WRITTEN PROBLEM
Copy out exactly the lines from the line containing "the white dress" to the end of the listing.

Named object pointing entries:
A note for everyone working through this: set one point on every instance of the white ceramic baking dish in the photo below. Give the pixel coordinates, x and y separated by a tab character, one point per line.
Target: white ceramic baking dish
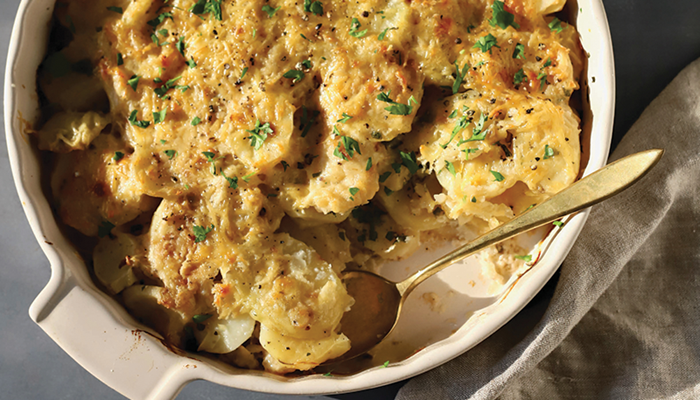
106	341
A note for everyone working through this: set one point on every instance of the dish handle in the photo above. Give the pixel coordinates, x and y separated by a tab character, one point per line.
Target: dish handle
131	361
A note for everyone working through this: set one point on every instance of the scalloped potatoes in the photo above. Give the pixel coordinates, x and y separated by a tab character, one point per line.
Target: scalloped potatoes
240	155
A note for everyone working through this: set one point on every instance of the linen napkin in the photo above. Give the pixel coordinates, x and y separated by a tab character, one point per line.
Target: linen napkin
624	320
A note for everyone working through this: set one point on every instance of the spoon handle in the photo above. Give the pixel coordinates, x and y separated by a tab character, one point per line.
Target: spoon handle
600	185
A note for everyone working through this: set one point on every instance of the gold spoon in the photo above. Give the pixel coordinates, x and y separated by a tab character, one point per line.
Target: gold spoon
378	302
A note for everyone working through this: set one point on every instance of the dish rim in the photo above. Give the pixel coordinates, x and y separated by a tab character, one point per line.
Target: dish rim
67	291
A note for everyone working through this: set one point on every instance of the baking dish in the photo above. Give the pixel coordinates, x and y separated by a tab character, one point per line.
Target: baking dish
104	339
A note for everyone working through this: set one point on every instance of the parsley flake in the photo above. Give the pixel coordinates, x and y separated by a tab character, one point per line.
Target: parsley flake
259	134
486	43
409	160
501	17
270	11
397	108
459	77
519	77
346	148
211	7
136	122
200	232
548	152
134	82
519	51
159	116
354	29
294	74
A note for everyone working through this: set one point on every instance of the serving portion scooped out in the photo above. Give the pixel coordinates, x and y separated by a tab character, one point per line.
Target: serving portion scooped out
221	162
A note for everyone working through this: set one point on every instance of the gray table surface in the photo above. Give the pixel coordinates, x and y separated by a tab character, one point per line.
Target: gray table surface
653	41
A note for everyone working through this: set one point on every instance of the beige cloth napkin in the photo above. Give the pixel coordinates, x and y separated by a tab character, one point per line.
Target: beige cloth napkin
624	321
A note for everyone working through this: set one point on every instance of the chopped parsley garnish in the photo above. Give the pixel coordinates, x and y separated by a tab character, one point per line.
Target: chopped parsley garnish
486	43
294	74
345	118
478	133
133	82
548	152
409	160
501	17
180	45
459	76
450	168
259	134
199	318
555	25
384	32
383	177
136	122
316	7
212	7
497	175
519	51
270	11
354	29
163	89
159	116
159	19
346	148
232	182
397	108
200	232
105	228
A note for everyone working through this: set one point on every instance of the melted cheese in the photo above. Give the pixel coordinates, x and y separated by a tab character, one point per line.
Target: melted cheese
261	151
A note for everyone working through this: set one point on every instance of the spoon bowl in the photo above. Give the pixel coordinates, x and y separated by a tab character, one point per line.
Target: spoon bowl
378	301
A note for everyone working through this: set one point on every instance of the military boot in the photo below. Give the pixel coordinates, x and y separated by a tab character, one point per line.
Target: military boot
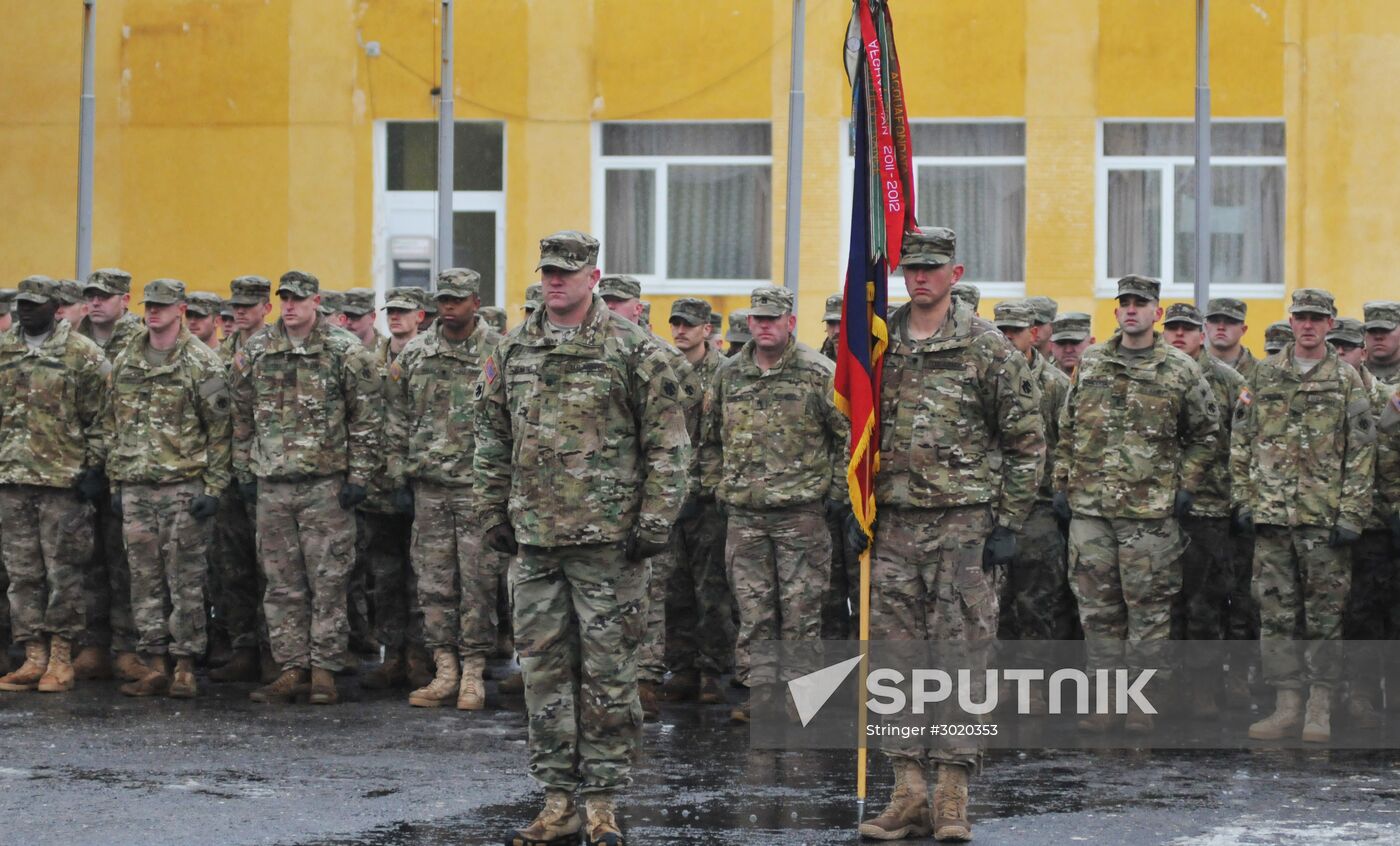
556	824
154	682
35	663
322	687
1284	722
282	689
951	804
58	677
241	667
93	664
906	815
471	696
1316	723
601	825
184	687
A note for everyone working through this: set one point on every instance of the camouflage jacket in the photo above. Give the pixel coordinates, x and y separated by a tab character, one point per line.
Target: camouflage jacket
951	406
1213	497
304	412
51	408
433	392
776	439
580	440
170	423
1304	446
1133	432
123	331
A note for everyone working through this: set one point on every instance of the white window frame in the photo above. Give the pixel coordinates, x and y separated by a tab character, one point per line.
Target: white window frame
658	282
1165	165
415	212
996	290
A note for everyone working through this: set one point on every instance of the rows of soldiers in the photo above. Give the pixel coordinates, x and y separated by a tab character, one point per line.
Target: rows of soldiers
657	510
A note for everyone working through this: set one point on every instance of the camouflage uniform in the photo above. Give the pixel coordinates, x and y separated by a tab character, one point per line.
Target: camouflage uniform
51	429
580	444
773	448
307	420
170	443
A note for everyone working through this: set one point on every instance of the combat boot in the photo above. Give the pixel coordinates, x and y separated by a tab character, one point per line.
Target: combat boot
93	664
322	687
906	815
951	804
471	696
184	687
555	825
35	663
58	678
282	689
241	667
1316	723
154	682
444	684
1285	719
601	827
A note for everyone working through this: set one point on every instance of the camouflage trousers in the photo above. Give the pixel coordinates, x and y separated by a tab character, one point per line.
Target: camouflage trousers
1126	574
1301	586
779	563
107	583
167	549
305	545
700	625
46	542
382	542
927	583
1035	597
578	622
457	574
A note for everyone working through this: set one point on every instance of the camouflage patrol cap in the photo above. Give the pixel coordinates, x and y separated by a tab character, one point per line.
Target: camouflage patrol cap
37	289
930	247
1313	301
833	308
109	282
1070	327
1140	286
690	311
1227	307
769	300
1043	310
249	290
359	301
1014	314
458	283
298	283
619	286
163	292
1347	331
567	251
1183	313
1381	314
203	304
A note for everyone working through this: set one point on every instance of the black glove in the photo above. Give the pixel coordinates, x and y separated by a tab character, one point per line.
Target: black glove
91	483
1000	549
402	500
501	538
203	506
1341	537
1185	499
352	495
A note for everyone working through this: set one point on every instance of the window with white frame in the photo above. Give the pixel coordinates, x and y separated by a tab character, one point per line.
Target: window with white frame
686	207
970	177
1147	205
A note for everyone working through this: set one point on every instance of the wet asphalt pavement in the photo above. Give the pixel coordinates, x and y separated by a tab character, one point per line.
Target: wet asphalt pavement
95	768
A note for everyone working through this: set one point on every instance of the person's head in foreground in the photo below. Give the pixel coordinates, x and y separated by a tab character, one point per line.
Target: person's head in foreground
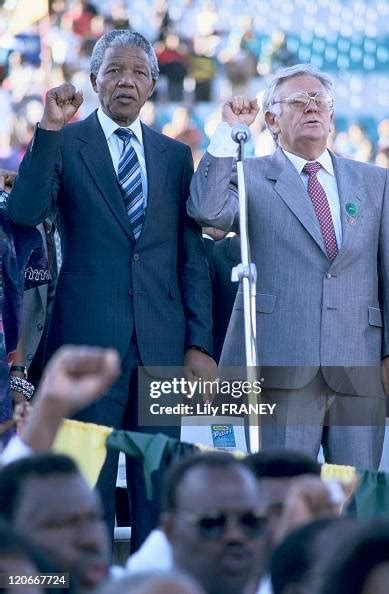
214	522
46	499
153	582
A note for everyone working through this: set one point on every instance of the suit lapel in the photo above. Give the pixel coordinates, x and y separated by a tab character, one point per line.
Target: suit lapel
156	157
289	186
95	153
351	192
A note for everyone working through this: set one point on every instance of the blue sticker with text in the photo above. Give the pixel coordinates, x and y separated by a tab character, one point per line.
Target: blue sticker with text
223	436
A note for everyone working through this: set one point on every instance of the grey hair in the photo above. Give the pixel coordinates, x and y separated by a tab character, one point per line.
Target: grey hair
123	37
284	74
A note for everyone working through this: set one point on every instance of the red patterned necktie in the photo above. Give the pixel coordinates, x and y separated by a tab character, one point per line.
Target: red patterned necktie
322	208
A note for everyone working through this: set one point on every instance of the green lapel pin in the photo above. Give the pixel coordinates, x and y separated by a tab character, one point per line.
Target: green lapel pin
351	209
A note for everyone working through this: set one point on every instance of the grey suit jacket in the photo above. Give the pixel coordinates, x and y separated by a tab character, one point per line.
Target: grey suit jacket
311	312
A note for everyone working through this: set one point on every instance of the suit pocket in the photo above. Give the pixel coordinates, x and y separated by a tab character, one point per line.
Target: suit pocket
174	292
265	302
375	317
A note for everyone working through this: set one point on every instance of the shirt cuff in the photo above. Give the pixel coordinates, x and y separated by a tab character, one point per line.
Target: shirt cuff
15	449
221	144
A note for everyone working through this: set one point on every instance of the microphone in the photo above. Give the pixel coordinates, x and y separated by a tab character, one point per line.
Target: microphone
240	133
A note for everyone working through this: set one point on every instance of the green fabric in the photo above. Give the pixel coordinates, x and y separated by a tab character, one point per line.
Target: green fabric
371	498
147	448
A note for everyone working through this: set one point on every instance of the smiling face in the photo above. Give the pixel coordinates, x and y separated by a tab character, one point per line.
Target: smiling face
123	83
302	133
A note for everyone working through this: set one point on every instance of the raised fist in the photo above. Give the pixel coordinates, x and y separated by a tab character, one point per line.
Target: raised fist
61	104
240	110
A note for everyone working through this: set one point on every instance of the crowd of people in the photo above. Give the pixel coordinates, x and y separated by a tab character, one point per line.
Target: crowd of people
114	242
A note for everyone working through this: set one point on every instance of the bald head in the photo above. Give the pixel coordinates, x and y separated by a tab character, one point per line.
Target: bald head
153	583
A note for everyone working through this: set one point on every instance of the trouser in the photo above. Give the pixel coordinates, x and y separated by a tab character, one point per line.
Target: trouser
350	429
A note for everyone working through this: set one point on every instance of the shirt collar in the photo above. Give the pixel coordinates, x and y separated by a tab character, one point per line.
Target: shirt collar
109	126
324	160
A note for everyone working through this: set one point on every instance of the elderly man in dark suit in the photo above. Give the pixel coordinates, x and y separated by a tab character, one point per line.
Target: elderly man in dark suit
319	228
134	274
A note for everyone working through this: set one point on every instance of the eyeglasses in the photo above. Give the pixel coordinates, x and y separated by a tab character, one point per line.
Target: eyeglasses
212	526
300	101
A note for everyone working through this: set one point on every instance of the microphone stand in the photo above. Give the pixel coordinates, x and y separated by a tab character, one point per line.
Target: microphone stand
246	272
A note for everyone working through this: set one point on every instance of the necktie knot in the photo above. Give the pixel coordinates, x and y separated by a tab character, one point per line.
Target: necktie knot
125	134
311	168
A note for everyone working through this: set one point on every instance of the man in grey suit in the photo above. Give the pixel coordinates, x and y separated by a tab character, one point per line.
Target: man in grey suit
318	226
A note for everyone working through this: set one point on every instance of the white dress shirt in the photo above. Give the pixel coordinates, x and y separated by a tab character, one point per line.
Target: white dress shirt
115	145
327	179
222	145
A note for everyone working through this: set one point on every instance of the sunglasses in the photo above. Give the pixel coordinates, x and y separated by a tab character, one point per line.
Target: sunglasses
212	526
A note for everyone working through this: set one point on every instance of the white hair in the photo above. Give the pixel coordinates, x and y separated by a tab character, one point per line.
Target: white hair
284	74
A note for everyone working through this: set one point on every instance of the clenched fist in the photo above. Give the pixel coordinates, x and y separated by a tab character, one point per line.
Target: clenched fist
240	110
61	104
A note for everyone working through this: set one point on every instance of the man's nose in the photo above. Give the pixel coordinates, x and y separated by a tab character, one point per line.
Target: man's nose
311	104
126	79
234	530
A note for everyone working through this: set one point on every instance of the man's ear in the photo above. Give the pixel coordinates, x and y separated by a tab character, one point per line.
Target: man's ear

SOLUTION FOR THIS PROBLEM
A note for everyone working through this: set one point on every instance of the white dress shirt in the photo above. Give the pixel coordinates, x and y separated by a tab character, one point per line.
Target: white dress shirt
115	145
327	179
222	145
A note for everyone working through this: set one point on every instance of the sunglasses in the photo above. Give the pixel coordinates, x and y separated by a tab character, one point per line.
Target: sunglasses
212	526
A note for everyone working through this: set one point on every instance of the white hair in the photo above. Give the pixel coordinates, x and y separated by a tab character, one point per line.
Target: white hair
284	74
A note for everyone working through this: set one point on every instance of the clenched fist in the photo above. Give the pixel coordinates, x and y separated by a tab character, one point per line.
Target: clenched fist
240	110
61	104
A note for everyone working through this: set one point on every instance of the man's nose in the photo above. Give the pixel coordinates, x and y separated by a tab character, one point per line.
Target: man's nose
311	104
126	79
234	530
A note for everyone working through this: set one point on every instance of the man's ear in the photo above. Give the pixel coordinates, x and y separated by a tab character, one point per line.
Target: man's ear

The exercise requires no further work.